***** GIVEN TEXT

Goldman Sachs Group Inc plans to pay top managers their 2009 bonuses in stock, rather than cash, as it seeks to deflect outrage over a near-record pay haul months after it repaid billions of dollars in taxpayer aid.

The decision to pay top managers in stock that cannot be sold for five years puts Goldman at the forefront of the push to align Wall Street pay with long-term performance. Still, the firm's compensation is on pace to top $20 billion this year.

That figure has put Goldman in the crosshairs of an international debate on pay.

I think Wall Street is well aware of the broad direction they need to move, said Douglas Elliott, a former JPMorgan investment banker now with the Brookings Institution. The devil's in the details.

Goldman's plan, announced Thursday, applies to its 30-person management committee, an elite group that includes Chief Executive Lloyd Blankfein as well as some of the firm's most senior risk-takers and managers, including the heads of sales and trading operations.

**********
***** GIVEN ENTRIES

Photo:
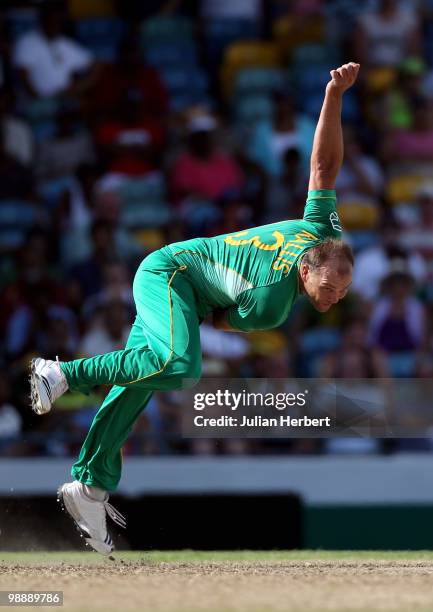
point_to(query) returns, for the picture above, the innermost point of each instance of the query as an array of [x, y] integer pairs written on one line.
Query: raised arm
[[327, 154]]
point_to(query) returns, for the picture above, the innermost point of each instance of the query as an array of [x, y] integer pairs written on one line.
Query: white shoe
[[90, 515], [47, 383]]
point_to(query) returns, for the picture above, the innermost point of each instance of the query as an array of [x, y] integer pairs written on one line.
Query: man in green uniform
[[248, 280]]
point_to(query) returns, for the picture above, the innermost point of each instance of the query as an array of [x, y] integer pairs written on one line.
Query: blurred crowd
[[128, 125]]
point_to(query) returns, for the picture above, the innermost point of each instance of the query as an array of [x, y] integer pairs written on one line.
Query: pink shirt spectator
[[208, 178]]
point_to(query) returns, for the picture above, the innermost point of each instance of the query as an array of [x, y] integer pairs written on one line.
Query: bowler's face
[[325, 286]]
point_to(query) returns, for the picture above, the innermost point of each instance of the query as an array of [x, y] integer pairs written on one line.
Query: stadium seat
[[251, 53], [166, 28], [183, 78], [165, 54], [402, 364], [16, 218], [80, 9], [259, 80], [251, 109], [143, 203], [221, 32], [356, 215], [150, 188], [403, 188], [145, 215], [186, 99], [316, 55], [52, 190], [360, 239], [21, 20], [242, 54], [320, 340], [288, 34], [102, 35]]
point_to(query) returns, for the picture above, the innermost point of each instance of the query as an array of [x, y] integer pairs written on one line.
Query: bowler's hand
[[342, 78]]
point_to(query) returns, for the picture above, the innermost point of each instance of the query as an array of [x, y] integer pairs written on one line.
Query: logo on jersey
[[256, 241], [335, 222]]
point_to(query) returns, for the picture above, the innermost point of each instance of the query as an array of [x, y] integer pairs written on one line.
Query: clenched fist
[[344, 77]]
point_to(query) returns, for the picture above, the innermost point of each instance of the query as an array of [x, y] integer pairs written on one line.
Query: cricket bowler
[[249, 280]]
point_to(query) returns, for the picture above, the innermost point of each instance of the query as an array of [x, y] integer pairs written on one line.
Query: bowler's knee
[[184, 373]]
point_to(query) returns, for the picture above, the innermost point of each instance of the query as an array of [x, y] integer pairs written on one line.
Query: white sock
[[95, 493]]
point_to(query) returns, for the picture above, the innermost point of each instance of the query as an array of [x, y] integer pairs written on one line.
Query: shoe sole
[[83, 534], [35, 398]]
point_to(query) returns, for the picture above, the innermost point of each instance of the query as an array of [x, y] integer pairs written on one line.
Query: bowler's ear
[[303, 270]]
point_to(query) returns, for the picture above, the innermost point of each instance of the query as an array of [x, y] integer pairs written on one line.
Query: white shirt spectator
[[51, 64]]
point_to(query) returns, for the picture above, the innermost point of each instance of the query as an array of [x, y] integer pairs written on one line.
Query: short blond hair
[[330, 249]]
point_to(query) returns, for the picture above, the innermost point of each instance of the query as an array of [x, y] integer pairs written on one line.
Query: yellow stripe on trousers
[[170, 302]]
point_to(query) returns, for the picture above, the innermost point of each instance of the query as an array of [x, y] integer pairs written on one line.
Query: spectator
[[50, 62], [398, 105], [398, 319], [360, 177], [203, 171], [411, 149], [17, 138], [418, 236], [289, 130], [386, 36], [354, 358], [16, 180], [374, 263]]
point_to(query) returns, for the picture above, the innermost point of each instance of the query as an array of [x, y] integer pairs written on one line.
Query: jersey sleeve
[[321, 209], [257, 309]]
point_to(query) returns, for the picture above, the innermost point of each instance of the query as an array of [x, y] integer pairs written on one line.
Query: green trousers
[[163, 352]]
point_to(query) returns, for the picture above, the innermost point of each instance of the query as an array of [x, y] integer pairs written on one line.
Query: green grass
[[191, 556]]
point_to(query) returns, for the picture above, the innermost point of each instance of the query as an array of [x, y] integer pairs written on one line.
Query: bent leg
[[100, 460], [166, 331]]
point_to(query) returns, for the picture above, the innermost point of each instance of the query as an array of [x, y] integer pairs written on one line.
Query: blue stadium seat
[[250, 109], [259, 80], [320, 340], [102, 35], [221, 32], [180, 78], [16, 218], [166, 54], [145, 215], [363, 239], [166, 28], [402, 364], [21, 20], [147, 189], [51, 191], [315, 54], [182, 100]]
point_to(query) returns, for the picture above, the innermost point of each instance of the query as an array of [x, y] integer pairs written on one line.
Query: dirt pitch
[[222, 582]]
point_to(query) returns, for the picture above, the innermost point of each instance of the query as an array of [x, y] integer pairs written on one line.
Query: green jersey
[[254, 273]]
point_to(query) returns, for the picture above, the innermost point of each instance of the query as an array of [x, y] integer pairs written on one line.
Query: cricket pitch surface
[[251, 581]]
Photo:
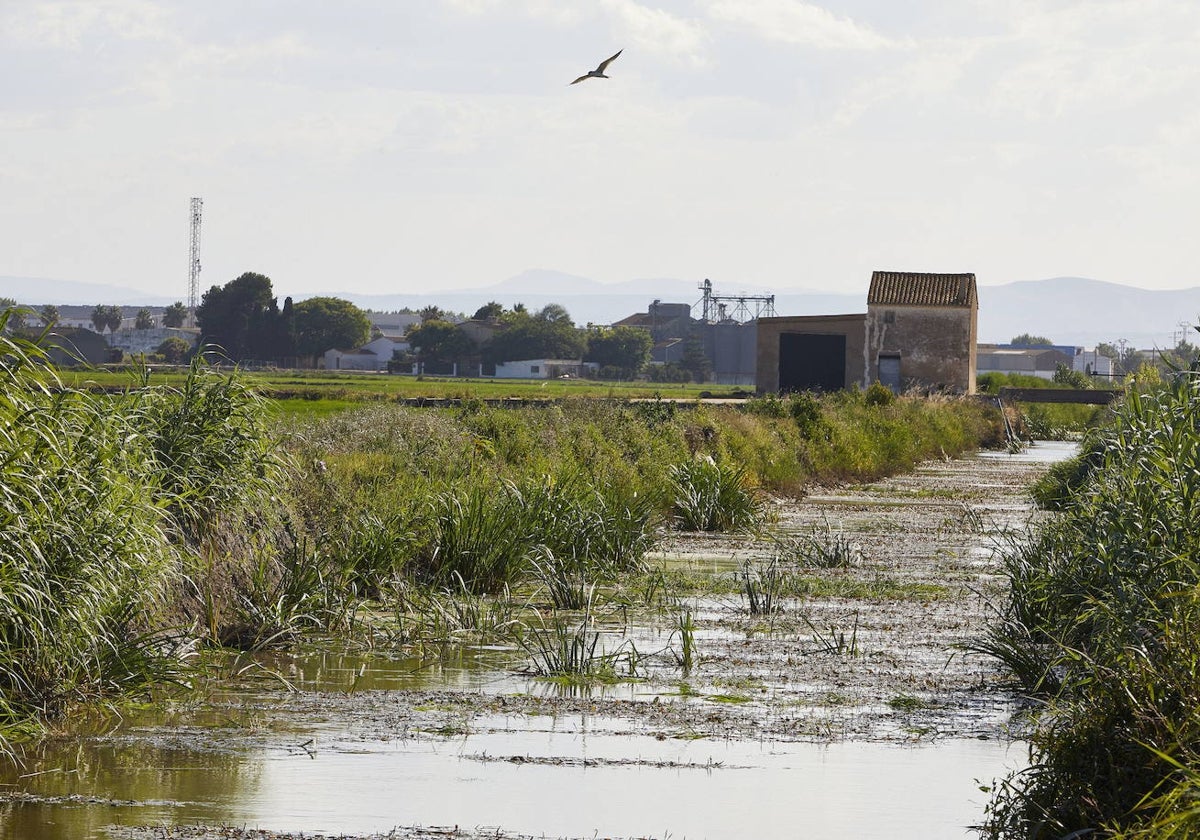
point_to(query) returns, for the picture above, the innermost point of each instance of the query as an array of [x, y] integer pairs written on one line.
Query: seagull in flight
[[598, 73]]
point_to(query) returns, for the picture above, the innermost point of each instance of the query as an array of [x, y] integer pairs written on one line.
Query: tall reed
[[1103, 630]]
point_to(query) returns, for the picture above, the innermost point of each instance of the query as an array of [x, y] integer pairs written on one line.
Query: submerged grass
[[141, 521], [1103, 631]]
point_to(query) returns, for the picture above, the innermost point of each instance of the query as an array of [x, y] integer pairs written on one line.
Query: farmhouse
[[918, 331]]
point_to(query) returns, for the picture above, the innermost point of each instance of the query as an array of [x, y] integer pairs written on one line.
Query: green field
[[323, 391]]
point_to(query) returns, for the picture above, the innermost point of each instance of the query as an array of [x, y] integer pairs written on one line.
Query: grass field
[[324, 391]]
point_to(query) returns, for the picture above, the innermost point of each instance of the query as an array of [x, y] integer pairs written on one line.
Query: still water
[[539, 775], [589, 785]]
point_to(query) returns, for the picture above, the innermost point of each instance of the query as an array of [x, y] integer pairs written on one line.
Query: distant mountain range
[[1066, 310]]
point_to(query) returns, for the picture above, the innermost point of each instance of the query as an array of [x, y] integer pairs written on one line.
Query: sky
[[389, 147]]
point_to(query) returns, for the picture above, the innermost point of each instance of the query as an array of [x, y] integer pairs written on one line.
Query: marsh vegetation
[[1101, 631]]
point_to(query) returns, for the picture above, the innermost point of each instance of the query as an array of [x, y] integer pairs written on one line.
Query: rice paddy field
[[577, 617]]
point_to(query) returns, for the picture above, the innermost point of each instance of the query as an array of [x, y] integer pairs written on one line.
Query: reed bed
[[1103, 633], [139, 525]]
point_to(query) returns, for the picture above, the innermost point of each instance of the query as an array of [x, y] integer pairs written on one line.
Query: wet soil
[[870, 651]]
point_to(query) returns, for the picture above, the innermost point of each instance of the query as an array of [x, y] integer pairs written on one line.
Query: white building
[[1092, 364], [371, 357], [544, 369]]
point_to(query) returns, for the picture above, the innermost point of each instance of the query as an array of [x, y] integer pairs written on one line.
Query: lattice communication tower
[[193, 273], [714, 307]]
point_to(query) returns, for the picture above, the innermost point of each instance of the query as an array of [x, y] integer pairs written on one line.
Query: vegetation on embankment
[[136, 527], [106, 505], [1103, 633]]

**********
***** GIVEN ENTRIES

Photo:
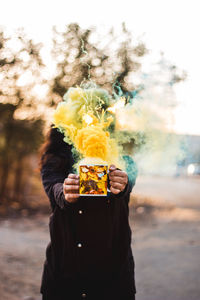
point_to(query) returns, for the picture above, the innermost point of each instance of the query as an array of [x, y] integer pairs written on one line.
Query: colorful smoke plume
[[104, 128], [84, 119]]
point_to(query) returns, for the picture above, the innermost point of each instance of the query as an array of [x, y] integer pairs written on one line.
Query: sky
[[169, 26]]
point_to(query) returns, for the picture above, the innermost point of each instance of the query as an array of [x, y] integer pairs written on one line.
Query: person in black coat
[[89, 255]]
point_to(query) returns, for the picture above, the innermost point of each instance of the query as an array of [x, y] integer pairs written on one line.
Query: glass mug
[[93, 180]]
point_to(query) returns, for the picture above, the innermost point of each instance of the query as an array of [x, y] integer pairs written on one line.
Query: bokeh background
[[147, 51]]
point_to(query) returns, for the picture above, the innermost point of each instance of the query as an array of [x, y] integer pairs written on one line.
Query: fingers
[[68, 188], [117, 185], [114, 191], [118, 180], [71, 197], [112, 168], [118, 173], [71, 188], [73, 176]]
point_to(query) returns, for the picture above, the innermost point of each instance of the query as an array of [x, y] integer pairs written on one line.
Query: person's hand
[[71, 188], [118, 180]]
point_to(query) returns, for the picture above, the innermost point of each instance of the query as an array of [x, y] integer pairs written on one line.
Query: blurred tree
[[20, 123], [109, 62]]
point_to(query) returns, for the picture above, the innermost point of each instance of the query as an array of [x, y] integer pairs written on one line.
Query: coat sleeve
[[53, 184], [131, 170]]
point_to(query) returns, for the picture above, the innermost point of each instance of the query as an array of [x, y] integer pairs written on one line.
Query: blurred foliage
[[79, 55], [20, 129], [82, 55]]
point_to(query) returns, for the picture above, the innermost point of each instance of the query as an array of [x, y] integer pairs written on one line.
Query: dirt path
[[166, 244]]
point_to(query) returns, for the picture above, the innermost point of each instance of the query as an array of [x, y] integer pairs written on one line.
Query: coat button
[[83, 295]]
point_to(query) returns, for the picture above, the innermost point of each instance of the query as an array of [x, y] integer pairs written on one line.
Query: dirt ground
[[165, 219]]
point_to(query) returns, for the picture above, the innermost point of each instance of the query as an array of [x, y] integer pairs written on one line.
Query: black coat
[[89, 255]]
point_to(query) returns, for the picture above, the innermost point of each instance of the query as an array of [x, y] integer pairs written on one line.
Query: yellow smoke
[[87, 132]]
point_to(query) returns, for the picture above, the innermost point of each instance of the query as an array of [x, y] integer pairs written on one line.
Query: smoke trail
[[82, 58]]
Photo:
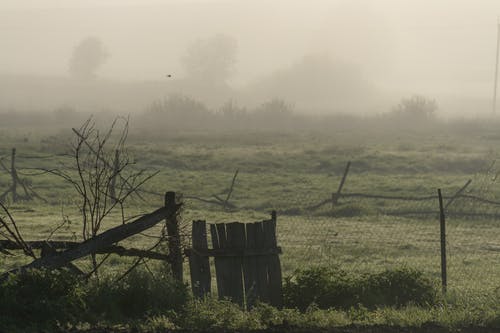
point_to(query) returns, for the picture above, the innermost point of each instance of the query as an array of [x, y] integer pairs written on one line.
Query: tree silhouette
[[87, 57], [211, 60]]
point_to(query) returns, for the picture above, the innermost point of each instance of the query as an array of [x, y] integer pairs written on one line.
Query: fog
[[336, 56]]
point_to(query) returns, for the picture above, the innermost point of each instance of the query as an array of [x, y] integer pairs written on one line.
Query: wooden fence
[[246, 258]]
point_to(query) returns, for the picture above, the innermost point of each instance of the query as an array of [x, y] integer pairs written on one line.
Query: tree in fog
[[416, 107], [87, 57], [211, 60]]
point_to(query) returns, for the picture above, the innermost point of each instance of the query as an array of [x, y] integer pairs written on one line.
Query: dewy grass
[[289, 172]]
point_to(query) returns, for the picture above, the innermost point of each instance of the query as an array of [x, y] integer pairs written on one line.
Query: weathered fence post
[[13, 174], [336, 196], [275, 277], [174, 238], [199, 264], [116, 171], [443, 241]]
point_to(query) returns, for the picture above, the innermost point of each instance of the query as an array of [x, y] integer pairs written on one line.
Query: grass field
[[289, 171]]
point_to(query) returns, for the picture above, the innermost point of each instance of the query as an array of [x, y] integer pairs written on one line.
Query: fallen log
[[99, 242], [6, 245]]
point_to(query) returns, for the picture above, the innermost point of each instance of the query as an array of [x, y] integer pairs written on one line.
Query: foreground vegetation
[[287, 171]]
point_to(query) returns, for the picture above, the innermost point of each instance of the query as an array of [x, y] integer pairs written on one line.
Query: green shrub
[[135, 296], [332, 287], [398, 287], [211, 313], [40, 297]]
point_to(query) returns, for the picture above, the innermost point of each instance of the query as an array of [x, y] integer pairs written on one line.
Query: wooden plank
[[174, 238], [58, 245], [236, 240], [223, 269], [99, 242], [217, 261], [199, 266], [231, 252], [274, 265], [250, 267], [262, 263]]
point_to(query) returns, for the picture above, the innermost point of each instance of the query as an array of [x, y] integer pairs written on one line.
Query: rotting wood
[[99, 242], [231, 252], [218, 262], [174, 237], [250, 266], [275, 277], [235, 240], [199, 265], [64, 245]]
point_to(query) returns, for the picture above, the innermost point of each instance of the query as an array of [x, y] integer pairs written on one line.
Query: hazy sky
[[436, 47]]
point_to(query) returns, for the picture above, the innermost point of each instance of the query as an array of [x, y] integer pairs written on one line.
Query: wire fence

**********

• TASK REQUIREMENTS:
Reproduce the full Goldman Sachs bonus article word for word, from its first sentence to its last.

• CORRECT OUTPUT:
Goldman Sachs Group Inc plans to pay top managers their 2009 bonuses in stock, rather than cash, as it seeks to deflect outrage over a near-record pay haul months after it repaid billions of dollars in taxpayer aid.

The decision to pay top managers in stock that cannot be sold for five years puts Goldman at the forefront of the push to align Wall Street pay with long-term performance. Still, the firm's compensation is on pace to top $20 billion this year.

That figure has put Goldman in the crosshairs of an international debate on pay.

I think Wall Street is well aware of the broad direction they need to move, said Douglas Elliott, a former JPMorgan investment banker now with the Brookings Institution. The devil's in the details.

Goldman's plan, announced Thursday, applies to its 30-person management committee, an elite group that includes Chief Executive Lloyd Blankfein as well as some of the firm's most senior risk-takers and managers, including the heads of sales and trading operations.